**Texte cité:**
────
Question au Gouvernement n° 1177 :
Internet

11e Législature

Question de : M. Yves Cochet
Val-d'Oise (7e circonscription) - Radical, Citoyen et Vert

Question posée en séance, et publiée le 4 mars 1999

M. le président. La parole est à M. Yves Cochet.
M. Yves Cochet. Ma question s'adresse à M. le ministre de l'économie, des finances et de l'industrie.
Le 10 février dernier, M. Valentin Lacambre, responsable d'un hébergement sur Internet, a été condamné par la cour d'appel de Paris à verser 405 000 francs à Estelle Halliday pour avoir simplement hébergé un site qui exposait des photos non autorisées par la top model. (Exclamations et rires sur les bancs du groupe du Rassemblement pour la République, du groupe Union pour la démocratie française et du groupe Démocratie libérale et Indépendants.)
Je vous en prie ! Cela pose des questions de droit !
────
**Données:**
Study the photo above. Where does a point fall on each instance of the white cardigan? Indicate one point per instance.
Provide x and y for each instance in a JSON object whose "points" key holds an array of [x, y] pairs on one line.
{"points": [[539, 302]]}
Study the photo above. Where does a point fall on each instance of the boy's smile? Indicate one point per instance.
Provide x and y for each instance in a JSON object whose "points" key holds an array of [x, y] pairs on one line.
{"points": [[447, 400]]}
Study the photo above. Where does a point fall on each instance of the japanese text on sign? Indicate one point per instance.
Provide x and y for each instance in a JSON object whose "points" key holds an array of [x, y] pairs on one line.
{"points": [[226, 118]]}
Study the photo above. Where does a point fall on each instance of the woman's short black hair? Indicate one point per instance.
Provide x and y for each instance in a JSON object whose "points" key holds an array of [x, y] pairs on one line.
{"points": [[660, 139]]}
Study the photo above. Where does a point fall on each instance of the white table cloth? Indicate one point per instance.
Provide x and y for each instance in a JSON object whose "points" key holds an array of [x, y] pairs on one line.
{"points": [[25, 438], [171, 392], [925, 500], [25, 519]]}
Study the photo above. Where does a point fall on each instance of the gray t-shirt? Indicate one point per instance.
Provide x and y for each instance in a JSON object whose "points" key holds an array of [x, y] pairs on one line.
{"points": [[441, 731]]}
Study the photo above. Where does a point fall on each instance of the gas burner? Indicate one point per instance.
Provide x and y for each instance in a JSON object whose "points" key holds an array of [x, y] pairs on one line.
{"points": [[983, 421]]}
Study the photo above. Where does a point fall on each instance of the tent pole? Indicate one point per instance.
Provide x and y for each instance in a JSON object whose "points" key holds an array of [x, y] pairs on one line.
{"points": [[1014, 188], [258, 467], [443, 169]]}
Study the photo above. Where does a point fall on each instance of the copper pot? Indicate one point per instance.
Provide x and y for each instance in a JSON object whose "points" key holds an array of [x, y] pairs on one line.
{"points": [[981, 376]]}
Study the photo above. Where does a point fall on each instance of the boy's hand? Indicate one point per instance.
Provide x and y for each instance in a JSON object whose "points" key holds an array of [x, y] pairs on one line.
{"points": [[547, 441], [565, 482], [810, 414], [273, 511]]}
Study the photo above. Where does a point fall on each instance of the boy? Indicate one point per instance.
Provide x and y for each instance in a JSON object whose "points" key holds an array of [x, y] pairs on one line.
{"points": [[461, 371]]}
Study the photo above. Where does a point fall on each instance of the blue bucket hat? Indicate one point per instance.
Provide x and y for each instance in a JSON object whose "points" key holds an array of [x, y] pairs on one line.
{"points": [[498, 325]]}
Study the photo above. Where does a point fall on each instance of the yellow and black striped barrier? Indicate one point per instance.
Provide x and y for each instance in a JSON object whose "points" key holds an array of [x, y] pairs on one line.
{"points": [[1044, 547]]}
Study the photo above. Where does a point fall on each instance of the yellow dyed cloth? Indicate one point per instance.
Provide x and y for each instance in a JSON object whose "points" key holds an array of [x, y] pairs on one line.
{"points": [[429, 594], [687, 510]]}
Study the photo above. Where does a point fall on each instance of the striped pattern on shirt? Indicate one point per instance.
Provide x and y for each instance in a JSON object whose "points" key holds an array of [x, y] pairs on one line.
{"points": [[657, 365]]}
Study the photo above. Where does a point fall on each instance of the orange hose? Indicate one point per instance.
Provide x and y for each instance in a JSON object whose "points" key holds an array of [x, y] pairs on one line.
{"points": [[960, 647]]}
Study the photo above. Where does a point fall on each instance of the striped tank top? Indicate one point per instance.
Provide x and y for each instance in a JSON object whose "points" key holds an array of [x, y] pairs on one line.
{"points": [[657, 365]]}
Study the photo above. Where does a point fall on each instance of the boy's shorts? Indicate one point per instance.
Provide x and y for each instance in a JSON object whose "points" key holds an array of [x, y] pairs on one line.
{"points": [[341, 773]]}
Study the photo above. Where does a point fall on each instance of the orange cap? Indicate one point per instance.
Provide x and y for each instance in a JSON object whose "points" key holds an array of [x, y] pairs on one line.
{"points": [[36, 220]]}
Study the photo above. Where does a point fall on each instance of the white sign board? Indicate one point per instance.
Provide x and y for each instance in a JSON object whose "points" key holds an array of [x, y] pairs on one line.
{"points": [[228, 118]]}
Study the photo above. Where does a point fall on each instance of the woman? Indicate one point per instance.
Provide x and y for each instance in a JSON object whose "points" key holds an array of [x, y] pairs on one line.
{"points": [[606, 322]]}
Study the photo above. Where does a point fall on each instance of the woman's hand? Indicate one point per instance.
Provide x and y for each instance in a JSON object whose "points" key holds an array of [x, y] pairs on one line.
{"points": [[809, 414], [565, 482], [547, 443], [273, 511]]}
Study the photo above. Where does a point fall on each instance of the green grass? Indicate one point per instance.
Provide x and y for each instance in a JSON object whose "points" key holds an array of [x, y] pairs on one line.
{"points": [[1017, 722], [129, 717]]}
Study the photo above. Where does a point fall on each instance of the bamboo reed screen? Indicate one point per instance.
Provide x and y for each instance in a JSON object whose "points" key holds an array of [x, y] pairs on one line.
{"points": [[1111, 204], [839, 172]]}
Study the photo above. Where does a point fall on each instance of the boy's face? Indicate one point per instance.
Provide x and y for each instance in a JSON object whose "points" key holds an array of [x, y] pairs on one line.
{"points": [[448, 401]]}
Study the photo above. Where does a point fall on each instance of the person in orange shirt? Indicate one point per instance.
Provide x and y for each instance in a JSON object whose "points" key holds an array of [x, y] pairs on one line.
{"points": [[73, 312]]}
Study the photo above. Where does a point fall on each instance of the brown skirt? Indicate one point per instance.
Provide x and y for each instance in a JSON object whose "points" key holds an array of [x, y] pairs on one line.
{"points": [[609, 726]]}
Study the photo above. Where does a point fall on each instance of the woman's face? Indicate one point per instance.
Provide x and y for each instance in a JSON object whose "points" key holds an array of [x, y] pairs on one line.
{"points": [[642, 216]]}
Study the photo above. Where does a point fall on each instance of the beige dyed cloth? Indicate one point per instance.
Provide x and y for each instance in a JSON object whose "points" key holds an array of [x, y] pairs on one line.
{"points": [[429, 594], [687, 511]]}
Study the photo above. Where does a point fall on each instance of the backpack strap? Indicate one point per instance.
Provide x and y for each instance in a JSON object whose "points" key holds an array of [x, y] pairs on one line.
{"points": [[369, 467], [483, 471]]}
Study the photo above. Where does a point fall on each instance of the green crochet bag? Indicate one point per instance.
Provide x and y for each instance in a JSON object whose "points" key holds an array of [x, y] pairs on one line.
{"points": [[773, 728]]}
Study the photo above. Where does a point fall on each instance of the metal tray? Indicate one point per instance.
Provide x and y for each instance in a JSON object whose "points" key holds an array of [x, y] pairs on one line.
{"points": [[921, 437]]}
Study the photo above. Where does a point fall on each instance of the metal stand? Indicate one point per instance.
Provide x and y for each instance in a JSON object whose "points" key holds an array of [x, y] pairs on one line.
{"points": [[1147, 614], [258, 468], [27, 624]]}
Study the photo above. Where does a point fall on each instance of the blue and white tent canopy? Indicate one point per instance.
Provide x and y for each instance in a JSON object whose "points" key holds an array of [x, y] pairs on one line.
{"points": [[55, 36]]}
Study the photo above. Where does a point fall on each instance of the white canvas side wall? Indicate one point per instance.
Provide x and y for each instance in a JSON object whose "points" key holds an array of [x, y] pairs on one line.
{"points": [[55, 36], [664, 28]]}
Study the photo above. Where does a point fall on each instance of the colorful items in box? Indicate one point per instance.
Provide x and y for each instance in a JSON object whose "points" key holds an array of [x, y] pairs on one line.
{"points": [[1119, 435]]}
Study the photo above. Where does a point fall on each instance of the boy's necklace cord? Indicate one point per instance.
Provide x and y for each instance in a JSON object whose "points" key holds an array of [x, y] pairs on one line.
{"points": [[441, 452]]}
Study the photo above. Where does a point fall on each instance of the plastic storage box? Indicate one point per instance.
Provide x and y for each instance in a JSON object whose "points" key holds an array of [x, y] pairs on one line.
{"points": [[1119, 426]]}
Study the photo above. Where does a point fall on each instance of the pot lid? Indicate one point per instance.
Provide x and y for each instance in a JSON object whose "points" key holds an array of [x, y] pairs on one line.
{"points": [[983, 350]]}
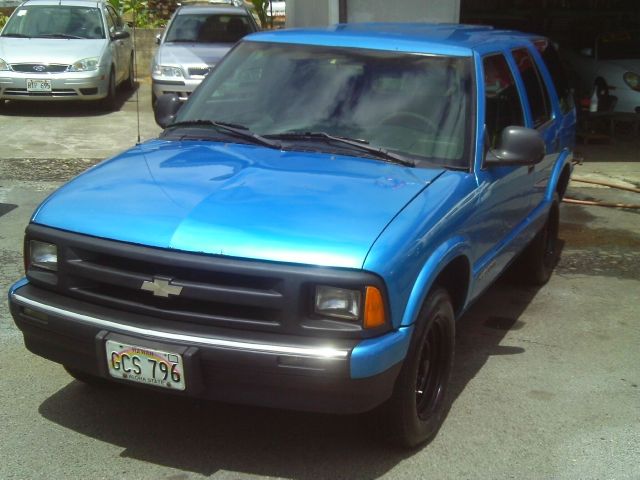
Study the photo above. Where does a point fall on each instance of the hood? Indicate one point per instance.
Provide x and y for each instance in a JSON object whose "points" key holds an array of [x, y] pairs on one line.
{"points": [[192, 53], [49, 50], [238, 200]]}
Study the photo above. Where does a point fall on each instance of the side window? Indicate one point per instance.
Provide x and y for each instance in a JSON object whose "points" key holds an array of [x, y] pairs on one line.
{"points": [[503, 107], [111, 23], [116, 18], [558, 73], [536, 91]]}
────
Prolongez la question au Gouvernement sur Internet à partir de l'endroit où elle s'arrête. Les items n'ont aucun lien avec la question au Gouvernement sur Internet.

**Réponse:**
Je pense que cette condamnation est doublement inique.
Première injustice, on rend responsable éditorial du contenu d'un site un intermédiaire technique chargé de véhiculer, de transporter, de fournir - automatiquement - des informations dont il ne peut, évidemment, connaître le contenu.
Deuxième injustice, par le montant de la condamnation - 405 000 francs ! - on le traite comme le directeur d'une publication lucrative, alors qu'il fournit l'hébergement à titre gratuit.
Pour conserver l'Internet non marchand, et protéger la liberté d'expression, il faut refuser la responsabilité éditoriale des intermédiaires techniques et l'obligation de déclaration préalable des pages Web. Il faut, évidemment, refuser la mort de l'hébergement gratuit.
Monsieur le ministre, quelles mesures comptez-vous prendre pour que les fournisseurs d'accès et de services ne puissent pas être tenus pour responsables de contenus dont ils ne sont pas les auteurs ? (Applaudissements sur divers bancs du groupe Radical, Citoyen et Vert et sur quelques bancs du groupe socialiste.)
M. le président. La parole est à M. le ministre de l'économie, des finances et de l'industrie.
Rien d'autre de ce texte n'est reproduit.